>>>>

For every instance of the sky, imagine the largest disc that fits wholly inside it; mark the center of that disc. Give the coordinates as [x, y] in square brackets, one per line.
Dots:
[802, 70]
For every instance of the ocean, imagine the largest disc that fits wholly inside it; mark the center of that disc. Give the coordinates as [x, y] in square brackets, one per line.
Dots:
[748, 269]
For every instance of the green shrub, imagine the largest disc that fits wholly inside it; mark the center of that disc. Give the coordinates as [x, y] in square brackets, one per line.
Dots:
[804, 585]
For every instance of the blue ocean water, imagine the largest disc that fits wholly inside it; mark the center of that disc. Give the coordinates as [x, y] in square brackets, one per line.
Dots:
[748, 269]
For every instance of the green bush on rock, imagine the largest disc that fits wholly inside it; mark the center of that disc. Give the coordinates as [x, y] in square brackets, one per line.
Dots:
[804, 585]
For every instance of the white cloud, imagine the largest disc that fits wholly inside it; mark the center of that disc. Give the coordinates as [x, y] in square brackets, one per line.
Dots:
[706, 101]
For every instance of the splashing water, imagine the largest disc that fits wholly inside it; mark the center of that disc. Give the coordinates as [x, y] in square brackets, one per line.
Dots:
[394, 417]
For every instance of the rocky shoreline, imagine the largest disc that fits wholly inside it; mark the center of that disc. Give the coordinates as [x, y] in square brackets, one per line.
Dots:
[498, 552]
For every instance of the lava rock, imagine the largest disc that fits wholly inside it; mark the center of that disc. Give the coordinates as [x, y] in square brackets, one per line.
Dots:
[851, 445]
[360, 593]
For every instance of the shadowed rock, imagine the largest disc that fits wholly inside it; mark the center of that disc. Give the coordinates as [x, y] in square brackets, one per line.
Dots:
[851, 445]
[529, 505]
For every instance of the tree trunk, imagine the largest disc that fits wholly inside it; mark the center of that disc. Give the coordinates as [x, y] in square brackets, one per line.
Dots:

<<<<

- _Assigned task_: Copy out all of the records, keeping every line identical.

- _Exercise result_:
For every instance of the sky, imagine the largest disc that fits wholly inside it; mark the center of that disc. Give the coordinates as [x, y] in square brackets, one per line.
Dots:
[802, 70]
For every instance of the ocean, imagine the largest disc that fits wholly inside it; mark the center of that disc. Give the coordinates as [x, y] in square brackets, one per line.
Dots:
[748, 269]
For every instance of the green shrub, imagine the largest disc that fits wholly inside it; mark the center of that disc. Give the coordinates as [x, y] in square brackets, one per line.
Dots:
[804, 585]
For every instance of the blue ocean water, imagine the largest disc that fits wholly inside it; mark the center of that disc. Give the coordinates as [x, y] in square brackets, one per line.
Dots:
[748, 269]
For every instance of the green bush on rock, imagine the largest disc that fits wholly inside it; mark the center of that disc. Give the coordinates as [x, y] in square brackets, one per line.
Dots:
[804, 585]
For every instance of the white cloud, imagine the largest disc that fits wholly inside it; mark the center of that disc. Give the coordinates as [x, y] in square brackets, one per line.
Dots:
[706, 101]
For every instance of the splashing water, imagine the largest disc that fits wholly inside it; mark the center of that disc. Give the coordinates as [x, y] in square brackets, one per line.
Dots:
[394, 417]
For every instance of the rocky shoreline, imagine the largest disc that fits wholly inside it; mark the center of that disc. Give the coordinates as [x, y] in square brackets, one per line.
Dots:
[498, 552]
For every instance of the lava rock, imagine the largest disc that fits wholly inside it; mark the center of that disc. Give the coordinates as [x, y] in square brackets, one per line.
Dots:
[851, 445]
[360, 593]
For every instance of the shadowed rock, imagine the largest disc that fits wholly inside it; mark the center of that disc. Give the coordinates as [x, y] in square brackets, one per line.
Dots:
[851, 445]
[529, 505]
For every instance of the tree trunk, imagine the largest disc that fits wholly inside it; mark the center of that disc. Give the coordinates as [x, y] in square brackets, one per line.
Dots:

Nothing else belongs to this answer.